Records from an annotation dataset
###

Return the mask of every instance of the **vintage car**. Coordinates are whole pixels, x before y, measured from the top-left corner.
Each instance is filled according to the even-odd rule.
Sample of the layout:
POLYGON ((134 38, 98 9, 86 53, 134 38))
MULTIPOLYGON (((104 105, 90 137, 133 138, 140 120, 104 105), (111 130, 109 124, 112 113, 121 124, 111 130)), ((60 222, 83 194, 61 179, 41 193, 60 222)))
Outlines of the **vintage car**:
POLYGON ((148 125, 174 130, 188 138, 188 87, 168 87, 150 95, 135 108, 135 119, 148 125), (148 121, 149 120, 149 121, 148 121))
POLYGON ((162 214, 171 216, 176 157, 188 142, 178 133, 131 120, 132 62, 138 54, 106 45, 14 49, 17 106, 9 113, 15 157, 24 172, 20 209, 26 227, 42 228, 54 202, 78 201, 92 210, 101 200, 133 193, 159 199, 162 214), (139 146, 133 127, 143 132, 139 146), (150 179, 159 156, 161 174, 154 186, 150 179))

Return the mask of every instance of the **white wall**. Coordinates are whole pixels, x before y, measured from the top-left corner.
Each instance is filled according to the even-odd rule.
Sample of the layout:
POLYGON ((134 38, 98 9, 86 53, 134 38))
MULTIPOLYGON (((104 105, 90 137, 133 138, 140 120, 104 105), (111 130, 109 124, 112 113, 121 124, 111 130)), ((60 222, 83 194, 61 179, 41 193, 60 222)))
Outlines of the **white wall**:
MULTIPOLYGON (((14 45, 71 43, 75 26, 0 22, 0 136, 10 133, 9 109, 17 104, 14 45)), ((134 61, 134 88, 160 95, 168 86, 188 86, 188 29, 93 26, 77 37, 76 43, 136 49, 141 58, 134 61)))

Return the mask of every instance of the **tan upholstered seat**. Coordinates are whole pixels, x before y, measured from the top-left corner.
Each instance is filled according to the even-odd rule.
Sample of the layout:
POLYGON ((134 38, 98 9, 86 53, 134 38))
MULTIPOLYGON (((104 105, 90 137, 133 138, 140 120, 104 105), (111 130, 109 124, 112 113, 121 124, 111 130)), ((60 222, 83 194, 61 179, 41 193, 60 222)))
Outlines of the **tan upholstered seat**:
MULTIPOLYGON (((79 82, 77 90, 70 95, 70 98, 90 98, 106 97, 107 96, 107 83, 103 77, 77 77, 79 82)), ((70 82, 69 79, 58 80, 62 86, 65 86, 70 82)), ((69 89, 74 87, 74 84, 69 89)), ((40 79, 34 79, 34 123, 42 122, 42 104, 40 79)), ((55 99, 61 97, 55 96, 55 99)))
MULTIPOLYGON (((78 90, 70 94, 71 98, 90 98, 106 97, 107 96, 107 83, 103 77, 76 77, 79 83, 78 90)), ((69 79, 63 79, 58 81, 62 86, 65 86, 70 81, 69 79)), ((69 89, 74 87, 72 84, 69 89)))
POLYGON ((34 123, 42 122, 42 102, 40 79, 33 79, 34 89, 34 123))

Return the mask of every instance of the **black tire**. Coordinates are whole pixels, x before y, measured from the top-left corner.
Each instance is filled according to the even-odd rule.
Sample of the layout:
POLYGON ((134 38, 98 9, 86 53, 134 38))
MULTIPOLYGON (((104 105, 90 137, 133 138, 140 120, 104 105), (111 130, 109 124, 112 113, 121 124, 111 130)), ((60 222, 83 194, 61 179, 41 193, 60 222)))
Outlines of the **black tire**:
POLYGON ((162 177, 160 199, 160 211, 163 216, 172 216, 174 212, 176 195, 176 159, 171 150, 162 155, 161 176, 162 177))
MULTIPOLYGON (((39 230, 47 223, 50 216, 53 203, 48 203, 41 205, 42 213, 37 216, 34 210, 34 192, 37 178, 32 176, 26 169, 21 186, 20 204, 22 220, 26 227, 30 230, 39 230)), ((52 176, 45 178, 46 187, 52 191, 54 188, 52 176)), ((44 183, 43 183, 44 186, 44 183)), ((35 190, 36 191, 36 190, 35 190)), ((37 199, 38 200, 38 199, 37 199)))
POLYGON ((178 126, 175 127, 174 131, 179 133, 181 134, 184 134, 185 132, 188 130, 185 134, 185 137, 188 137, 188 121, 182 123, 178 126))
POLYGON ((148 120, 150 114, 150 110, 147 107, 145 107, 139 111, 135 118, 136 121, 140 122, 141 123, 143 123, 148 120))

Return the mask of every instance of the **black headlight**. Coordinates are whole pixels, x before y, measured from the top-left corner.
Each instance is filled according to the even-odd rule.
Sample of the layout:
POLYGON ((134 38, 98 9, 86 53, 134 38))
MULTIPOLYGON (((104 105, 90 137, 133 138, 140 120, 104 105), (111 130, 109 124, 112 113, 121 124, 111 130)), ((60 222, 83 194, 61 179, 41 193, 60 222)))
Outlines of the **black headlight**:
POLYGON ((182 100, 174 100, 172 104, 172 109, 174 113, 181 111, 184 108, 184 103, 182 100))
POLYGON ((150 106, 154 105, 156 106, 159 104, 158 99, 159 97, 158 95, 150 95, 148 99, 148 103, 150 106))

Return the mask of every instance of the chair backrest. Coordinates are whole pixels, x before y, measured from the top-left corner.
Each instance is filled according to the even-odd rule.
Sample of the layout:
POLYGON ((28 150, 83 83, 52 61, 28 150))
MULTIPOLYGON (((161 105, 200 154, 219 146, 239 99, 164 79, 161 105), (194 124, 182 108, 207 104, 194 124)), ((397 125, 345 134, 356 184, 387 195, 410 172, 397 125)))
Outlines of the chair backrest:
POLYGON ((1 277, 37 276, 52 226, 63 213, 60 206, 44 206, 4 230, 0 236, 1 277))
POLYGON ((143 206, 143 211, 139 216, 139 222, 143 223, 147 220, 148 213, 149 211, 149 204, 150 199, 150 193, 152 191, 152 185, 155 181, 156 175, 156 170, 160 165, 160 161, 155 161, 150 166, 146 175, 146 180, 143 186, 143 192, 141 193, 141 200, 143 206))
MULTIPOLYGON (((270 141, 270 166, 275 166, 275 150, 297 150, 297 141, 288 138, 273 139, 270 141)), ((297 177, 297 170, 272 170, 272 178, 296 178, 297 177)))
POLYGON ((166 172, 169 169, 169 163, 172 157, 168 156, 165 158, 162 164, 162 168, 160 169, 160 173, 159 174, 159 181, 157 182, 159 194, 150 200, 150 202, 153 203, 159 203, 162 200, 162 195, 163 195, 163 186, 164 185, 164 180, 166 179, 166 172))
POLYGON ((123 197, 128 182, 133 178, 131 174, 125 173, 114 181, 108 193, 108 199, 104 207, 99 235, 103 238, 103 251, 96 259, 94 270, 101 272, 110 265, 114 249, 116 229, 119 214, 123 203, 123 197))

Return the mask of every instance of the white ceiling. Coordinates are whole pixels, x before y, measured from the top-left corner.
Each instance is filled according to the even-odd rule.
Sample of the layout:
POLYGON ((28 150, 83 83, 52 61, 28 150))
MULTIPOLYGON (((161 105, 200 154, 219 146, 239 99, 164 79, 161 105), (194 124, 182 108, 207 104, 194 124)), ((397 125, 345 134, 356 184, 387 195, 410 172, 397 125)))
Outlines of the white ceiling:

###

> **GOAL OF THE EXERCISE**: Set out every line of the records above as a numbered list, leaving out the blank lines.

> **CORRECT ANSWER**:
1. Return the mask of every instance of the **vintage car**. Coordinates are whole pixels, x before y, measured from the top-left corner.
2. Each instance is filled according to the even-odd rule.
3. Sample of the layout:
4. POLYGON ((134 38, 98 9, 86 53, 134 38))
5. MULTIPOLYGON (((104 105, 90 137, 133 138, 140 120, 104 105), (111 130, 109 124, 112 113, 121 124, 111 130)), ((60 222, 83 194, 61 179, 41 193, 60 222)))
6. Outlines of the **vintage car**:
7. POLYGON ((148 125, 174 130, 188 138, 188 87, 168 87, 150 95, 135 108, 135 119, 148 125), (148 121, 149 120, 149 121, 148 121))
8. POLYGON ((162 214, 171 216, 176 157, 188 142, 178 133, 131 120, 132 62, 138 54, 106 45, 14 49, 17 106, 9 113, 15 157, 24 172, 20 209, 26 227, 42 228, 54 202, 78 201, 92 210, 101 200, 133 193, 159 199, 162 214), (139 146, 133 127, 143 132, 139 146), (150 179, 159 156, 161 174, 154 186, 150 179))
9. Return the mask of every instance of the **white wall**. Coordinates are whole pixels, x before y, measured from the top-left corner.
10. Each instance is filled according to the even-odd rule.
11. Sample of the layout:
12. POLYGON ((134 38, 98 9, 86 53, 134 38))
13. MULTIPOLYGON (((104 105, 90 137, 133 138, 140 120, 104 105), (111 130, 109 124, 112 113, 121 124, 111 130)), ((60 222, 83 194, 61 179, 41 193, 60 222)))
14. Outlines of the **white wall**:
15. MULTIPOLYGON (((14 45, 71 43, 75 26, 0 22, 0 136, 10 133, 9 109, 17 104, 14 45)), ((134 61, 134 88, 160 95, 168 86, 188 86, 188 29, 93 26, 77 37, 76 43, 136 49, 141 58, 134 61)))
16. Return the mask of every instance of the **tan upholstered seat**. Coordinates are whole pixels, x before y, measured from the top-left corner.
17. Each instance is filled according to the even-odd rule.
18. Sample of the layout:
19. POLYGON ((134 38, 98 9, 86 53, 134 38))
20. MULTIPOLYGON (((104 105, 90 137, 133 138, 140 120, 104 105), (111 130, 109 124, 112 113, 121 124, 111 130)), ((60 222, 83 194, 61 179, 41 193, 60 222)))
21. Outlines of the **tan upholstered seat**:
22. MULTIPOLYGON (((79 82, 77 90, 70 95, 70 98, 90 98, 106 97, 107 96, 107 83, 103 77, 77 77, 79 82)), ((70 82, 69 79, 58 80, 62 86, 65 86, 70 82)), ((69 89, 74 87, 74 84, 69 89)), ((40 79, 34 79, 34 123, 42 122, 42 104, 40 79)), ((55 99, 61 97, 55 96, 55 99)))
23. MULTIPOLYGON (((78 90, 70 94, 71 98, 90 98, 106 97, 107 96, 107 83, 103 77, 76 77, 79 83, 78 90)), ((69 79, 63 79, 58 81, 62 86, 65 86, 70 81, 69 79)), ((69 89, 74 87, 72 84, 69 89)))
24. POLYGON ((34 123, 42 122, 42 102, 40 79, 33 79, 34 89, 34 123))
25. Return the mask of every instance of the **black tire**. Coordinates are whole pixels, x before y, measured from the top-left corner.
26. Each instance is filled according to the even-odd rule.
27. Sample of the layout:
28. POLYGON ((134 38, 98 9, 86 53, 134 38))
29. MULTIPOLYGON (((104 105, 90 137, 133 138, 140 120, 104 105), (111 130, 109 124, 112 113, 121 124, 111 130)), ((60 222, 83 194, 61 179, 41 193, 60 222)))
30. Outlines of the **black tire**:
31. POLYGON ((162 177, 160 199, 160 211, 163 216, 172 216, 174 212, 176 195, 176 159, 171 150, 162 155, 161 176, 162 177))
32. MULTIPOLYGON (((39 230, 47 223, 50 216, 53 203, 48 203, 41 205, 42 213, 37 216, 34 210, 34 192, 37 178, 32 176, 26 169, 21 186, 20 204, 22 220, 26 227, 30 230, 39 230)), ((52 176, 45 178, 46 187, 52 191, 54 188, 52 176)), ((44 183, 43 183, 44 186, 44 183)), ((35 190, 36 191, 36 190, 35 190)), ((37 199, 38 200, 38 199, 37 199)))
33. POLYGON ((178 126, 175 127, 174 131, 179 133, 181 134, 184 134, 185 132, 188 130, 185 134, 185 137, 188 137, 188 121, 182 123, 178 126))
34. POLYGON ((148 120, 150 114, 150 110, 147 107, 145 107, 139 111, 135 118, 136 121, 140 122, 141 123, 143 123, 148 120))
35. Return the mask of every instance of the **black headlight**. Coordinates are whole pixels, x before y, measured from the top-left corner.
36. Each instance is filled according to the even-odd rule.
37. Sample of the layout:
38. POLYGON ((134 38, 98 9, 86 53, 134 38))
39. MULTIPOLYGON (((104 105, 90 137, 133 138, 140 120, 104 105), (111 130, 109 124, 112 113, 121 124, 111 130)), ((60 222, 83 194, 61 179, 41 193, 60 222)))
40. Outlines of the **black headlight**:
41. POLYGON ((182 100, 174 100, 172 104, 172 109, 174 113, 181 111, 184 108, 184 103, 182 100))
42. POLYGON ((150 106, 154 105, 156 106, 159 104, 158 99, 159 97, 158 95, 150 95, 148 99, 148 103, 150 106))
43. Return the mask of every instance of the chair backrest. Coordinates are whole pixels, x before y, measured from the top-left corner.
44. Each instance is filled according to the even-odd rule.
45. Sample of the layout:
46. POLYGON ((28 150, 83 83, 52 61, 28 150))
47. MULTIPOLYGON (((161 105, 200 154, 219 146, 239 99, 164 79, 161 105), (194 124, 182 108, 207 104, 194 124)), ((397 125, 345 134, 356 184, 387 195, 410 172, 397 125)))
48. Outlines of the chair backrest:
49. POLYGON ((1 277, 37 276, 52 226, 63 213, 60 206, 44 206, 4 230, 0 236, 1 277))
50. POLYGON ((143 206, 143 211, 139 216, 139 222, 143 223, 147 220, 148 213, 149 211, 149 204, 150 199, 150 193, 152 191, 152 185, 155 181, 156 175, 156 170, 160 165, 160 161, 155 161, 150 166, 146 175, 146 180, 143 186, 143 192, 141 193, 141 200, 143 206))
51. MULTIPOLYGON (((270 141, 270 166, 275 166, 275 150, 297 150, 297 141, 288 138, 273 139, 270 141)), ((297 177, 297 170, 272 170, 272 178, 296 178, 297 177)))
52. POLYGON ((166 172, 169 169, 169 163, 172 157, 168 156, 165 158, 162 164, 162 168, 160 169, 160 173, 159 174, 159 181, 157 182, 159 194, 150 200, 150 202, 153 203, 159 203, 162 200, 162 195, 163 195, 163 186, 164 185, 164 180, 166 179, 166 172))
53. POLYGON ((123 197, 128 182, 133 178, 131 174, 125 173, 114 181, 108 193, 108 199, 104 207, 99 235, 103 238, 103 251, 96 259, 94 270, 101 272, 110 265, 114 249, 116 229, 119 214, 123 203, 123 197))
54. Return the mask of every instance of the white ceiling. Coordinates are whole pixels, x before y, measured from the top-left corner.
55. Each instance is filled according to the even-odd rule.
56. Sample of the layout:
57. POLYGON ((28 150, 83 83, 52 61, 28 150))
58. MULTIPOLYGON (((161 105, 200 154, 219 146, 239 99, 164 79, 161 105), (194 124, 182 108, 207 104, 194 124)), ((397 125, 345 134, 356 184, 387 195, 410 172, 397 125)))
59. Outlines of the white ceiling:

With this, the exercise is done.